[BEGIN Reading text]

This was a massive influx of newcomers in a relatively short space of time. From the perspective of the native Arab population—who were becoming conscious of themselves as Palestinian Arabs—their land was disappearing from under their feet, sold off by absentee landlords and settled by Europeans. As far as they were concerned, the settlers were not simply refugees fleeing persecution. They were also an extension of British colonial rule. Inevitably, they revolted against both the occupiers and the settlers.
The 1940s saw the violence come to a head. On 29 November 1947 the United Nations (which consisted of only 57 countries at the time) passed a partition resolution—accepted reluctantly by the settlers, rejected understandably by the natives—which divided the territory between Jews and Arabs. This produced bitter fighting between the two communities, which ended, in the words of the historian Avi Shlaim, “in triumph for the Jews and tragedy for the Palestinians.” On 14 May 1948 the British Mandate expired and the State of Israel was proclaimed. The following day, the surrounding Arab states, seeking to legitimise themselves in the eyes of their own populations by helping the Palestinians, invaded.
This was a war of independence for the small population of Jewish refugees fleeing European anti-Semitism and the gas-chamber. And it was a catastrophe for the indigenous population who were ethnically cleansed from their land by Zionist militias and sent into the grey-zone of permanent refugeehood. Both of these conflicting narratives are correct. But rather than risk getting bogged down in morally complex considerations of the rights and wrongs of the conflict's origins, each side and their respective supporters—often with an eye on the politics of the moment—prefer to entrench themselves behind the safe walls of nationalist rhetoric and victimhood. This has made discussion of the Israel/Palestine conflict viciously polarised.

[END Reading text]
[BEGIN Records]

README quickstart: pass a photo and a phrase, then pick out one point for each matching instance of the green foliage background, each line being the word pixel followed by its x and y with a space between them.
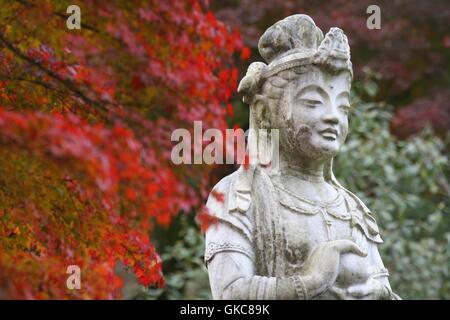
pixel 406 185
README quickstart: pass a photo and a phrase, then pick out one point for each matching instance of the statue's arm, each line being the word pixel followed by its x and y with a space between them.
pixel 232 276
pixel 383 276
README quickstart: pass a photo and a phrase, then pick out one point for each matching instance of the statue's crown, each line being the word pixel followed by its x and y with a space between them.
pixel 296 41
pixel 292 42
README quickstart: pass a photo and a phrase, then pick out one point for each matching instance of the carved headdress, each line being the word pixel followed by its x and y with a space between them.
pixel 294 42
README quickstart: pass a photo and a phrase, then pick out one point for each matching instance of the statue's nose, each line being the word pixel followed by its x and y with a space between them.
pixel 330 116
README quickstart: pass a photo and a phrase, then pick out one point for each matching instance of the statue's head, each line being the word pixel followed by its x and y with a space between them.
pixel 303 90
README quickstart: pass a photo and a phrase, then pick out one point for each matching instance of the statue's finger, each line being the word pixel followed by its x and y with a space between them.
pixel 348 246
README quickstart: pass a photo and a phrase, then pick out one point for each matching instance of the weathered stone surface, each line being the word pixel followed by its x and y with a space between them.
pixel 290 230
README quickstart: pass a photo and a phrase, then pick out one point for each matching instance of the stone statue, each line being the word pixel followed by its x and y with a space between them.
pixel 293 232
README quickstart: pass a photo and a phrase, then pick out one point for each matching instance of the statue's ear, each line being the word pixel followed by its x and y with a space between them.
pixel 260 107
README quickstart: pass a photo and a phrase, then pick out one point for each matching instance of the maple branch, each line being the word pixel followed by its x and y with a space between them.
pixel 67 83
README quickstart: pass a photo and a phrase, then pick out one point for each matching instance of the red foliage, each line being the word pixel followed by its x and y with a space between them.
pixel 85 123
pixel 408 53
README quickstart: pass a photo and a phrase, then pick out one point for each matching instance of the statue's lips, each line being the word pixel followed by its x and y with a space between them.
pixel 329 133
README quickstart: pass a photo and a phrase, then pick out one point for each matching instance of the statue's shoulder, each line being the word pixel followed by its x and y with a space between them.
pixel 221 205
pixel 362 217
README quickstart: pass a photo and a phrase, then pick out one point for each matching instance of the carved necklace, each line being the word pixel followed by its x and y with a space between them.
pixel 323 206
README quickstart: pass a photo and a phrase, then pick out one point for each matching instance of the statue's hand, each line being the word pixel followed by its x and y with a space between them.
pixel 322 266
pixel 372 289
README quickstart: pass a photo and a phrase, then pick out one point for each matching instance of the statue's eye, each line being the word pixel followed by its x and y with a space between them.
pixel 345 108
pixel 311 103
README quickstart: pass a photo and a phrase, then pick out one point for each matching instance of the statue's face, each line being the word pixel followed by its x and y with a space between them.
pixel 317 106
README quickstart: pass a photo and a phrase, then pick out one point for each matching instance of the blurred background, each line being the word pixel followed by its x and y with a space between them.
pixel 136 71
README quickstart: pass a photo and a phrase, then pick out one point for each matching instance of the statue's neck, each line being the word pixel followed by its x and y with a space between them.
pixel 303 169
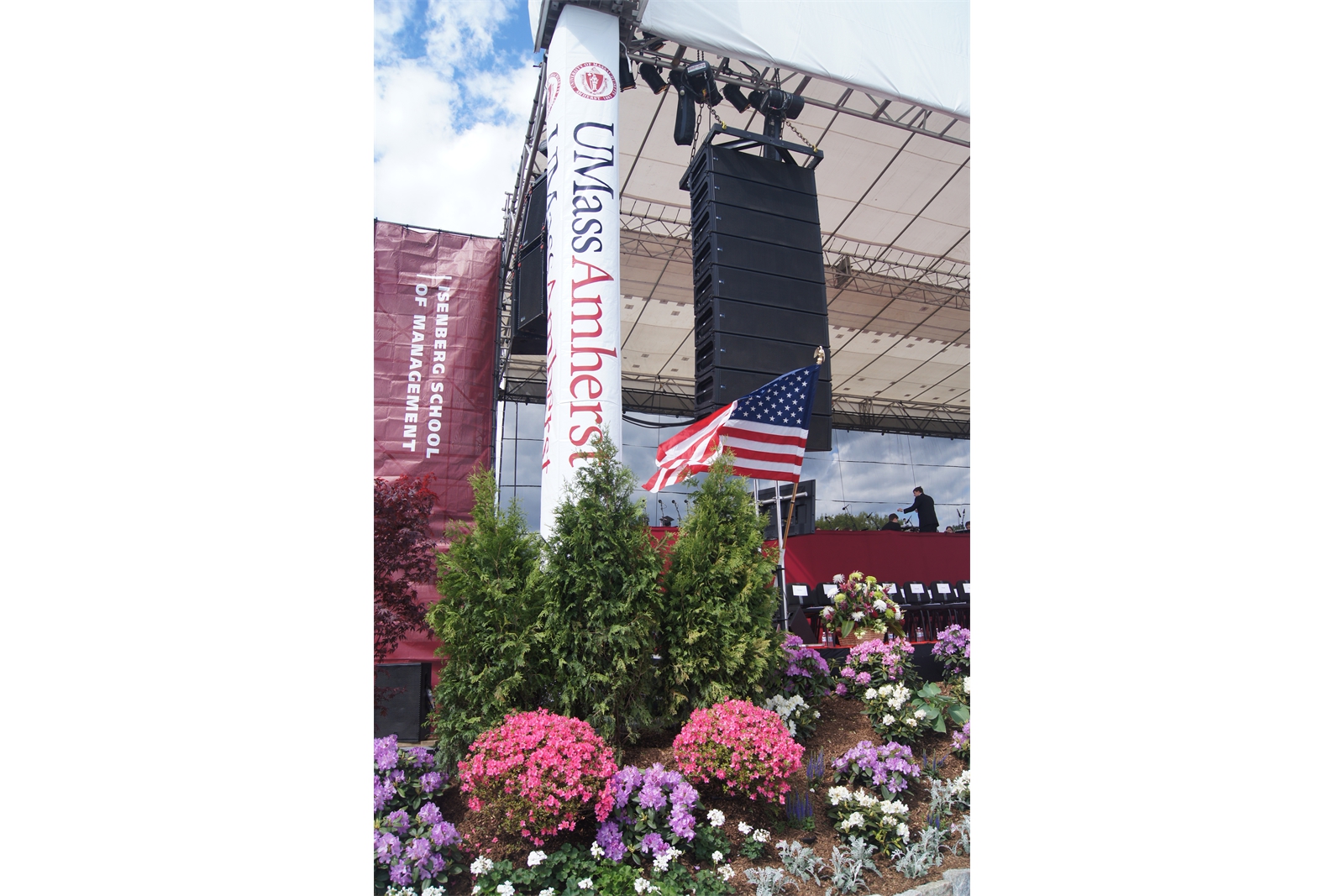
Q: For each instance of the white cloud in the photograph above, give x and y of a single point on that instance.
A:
(449, 125)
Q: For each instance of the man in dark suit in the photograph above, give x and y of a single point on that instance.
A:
(924, 506)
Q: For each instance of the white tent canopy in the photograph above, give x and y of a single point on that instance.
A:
(894, 203)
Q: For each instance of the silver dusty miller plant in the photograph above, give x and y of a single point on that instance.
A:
(770, 882)
(801, 862)
(848, 867)
(922, 855)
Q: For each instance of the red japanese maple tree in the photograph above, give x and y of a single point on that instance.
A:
(403, 555)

[END Records]

Task statement: Retype, word for word, the stretch of the passage on the origins of the Israel/Palestine conflict from "This was a war" through "conflict viciously polarised.".

Solution:
This was a war of independence for the small population of Jewish refugees fleeing European anti-Semitism and the gas-chamber. And it was a catastrophe for the indigenous population who were ethnically cleansed from their land by Zionist militias and sent into the grey-zone of permanent refugeehood. Both of these conflicting narratives are correct. But rather than risk getting bogged down in morally complex considerations of the rights and wrongs of the conflict's origins, each side and their respective supporters—often with an eye on the politics of the moment—prefer to entrench themselves behind the safe walls of nationalist rhetoric and victimhood. This has made discussion of the Israel/Palestine conflict viciously polarised.